======== Passage cité ========

Mais alors à quoi sert Atripla ? C'est le patron de Gilead qui l'explique : "En France entre 50 et 60 000 patients sont éligibles à ce traitement". Aux Etats-Unis, ce médicament peut être prescrit comme première trithérapie chez les personnes recevant un traitement pour la première fois. 150 000 personnes sont, là-bas, sous Atripla. En France, ce médicament ne sera pas prescrit en première intention. Il explique aussi que ce qui fait la différence entre Atripla et le reste du monde, c'est l'unique prise quotidienne. D'ailleurs l'argument est dans le dossier de presse : "Le comprimé unique favorise l'observance". Pierre-Marie Girard explique d'ailleurs que "l'inobservance est la principale source de l'échec des traitements antirétroviraux et ses déterminants multiples." Il écrit même dans le dossier de presse qu'il a été "démontré dans une méta-analyse récente [une démarche statistique combinant les résultats d'une série d'études sur un problème donné] que le comprimé unique est un facteur qui favorise la prise correcte du traitement".

======== Informations ========

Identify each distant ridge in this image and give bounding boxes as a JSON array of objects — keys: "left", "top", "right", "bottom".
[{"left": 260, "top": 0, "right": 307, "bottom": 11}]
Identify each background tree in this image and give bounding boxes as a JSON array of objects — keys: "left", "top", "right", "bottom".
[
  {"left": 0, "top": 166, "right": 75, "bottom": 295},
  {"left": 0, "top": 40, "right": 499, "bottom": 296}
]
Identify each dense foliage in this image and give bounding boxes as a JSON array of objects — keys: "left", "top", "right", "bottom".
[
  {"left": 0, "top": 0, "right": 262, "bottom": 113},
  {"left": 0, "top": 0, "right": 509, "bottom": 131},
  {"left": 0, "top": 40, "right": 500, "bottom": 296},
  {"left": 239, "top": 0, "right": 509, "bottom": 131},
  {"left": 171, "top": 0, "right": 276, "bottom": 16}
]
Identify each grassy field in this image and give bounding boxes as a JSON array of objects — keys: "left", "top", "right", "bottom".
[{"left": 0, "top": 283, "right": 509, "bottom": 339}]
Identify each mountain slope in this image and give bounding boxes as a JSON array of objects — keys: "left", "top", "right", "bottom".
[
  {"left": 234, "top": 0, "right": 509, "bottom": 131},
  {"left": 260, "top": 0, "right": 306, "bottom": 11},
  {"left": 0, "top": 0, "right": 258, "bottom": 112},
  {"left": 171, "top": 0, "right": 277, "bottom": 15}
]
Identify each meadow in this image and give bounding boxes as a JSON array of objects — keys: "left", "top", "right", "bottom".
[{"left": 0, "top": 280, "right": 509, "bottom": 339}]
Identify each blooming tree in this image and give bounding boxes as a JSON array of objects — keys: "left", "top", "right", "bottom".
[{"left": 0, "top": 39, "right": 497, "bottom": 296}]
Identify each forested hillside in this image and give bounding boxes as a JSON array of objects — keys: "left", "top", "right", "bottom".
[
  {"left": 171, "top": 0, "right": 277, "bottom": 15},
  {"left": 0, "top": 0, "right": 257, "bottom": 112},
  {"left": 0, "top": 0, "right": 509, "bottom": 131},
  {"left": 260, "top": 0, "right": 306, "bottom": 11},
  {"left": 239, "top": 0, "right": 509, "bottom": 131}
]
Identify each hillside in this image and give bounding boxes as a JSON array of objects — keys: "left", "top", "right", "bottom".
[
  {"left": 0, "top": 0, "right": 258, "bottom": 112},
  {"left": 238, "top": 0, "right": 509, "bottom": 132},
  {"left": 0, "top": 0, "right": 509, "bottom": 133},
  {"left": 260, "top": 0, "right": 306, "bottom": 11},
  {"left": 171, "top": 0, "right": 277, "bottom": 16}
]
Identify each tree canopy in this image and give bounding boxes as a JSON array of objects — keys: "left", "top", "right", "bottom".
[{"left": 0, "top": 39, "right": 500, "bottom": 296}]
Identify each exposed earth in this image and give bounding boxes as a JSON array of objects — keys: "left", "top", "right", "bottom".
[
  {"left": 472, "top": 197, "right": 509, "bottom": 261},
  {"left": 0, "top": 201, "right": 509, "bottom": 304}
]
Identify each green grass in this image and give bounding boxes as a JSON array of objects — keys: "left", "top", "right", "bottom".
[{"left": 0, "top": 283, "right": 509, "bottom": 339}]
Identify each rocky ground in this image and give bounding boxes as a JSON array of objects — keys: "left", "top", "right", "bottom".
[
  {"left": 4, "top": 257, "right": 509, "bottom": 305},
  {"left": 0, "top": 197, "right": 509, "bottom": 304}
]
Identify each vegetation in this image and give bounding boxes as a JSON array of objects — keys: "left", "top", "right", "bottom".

========

#### [Tâche]
Traduisez en anglais cette phrase du texte sur Atripla : « En France, ce médicament ne sera pas prescrit en première intention. » Ces entrées n'ont pas de lien avec le texte sur Atripla.

#### [Réponse proposée]
In France, this drug will not be prescribed as a first-line treatment.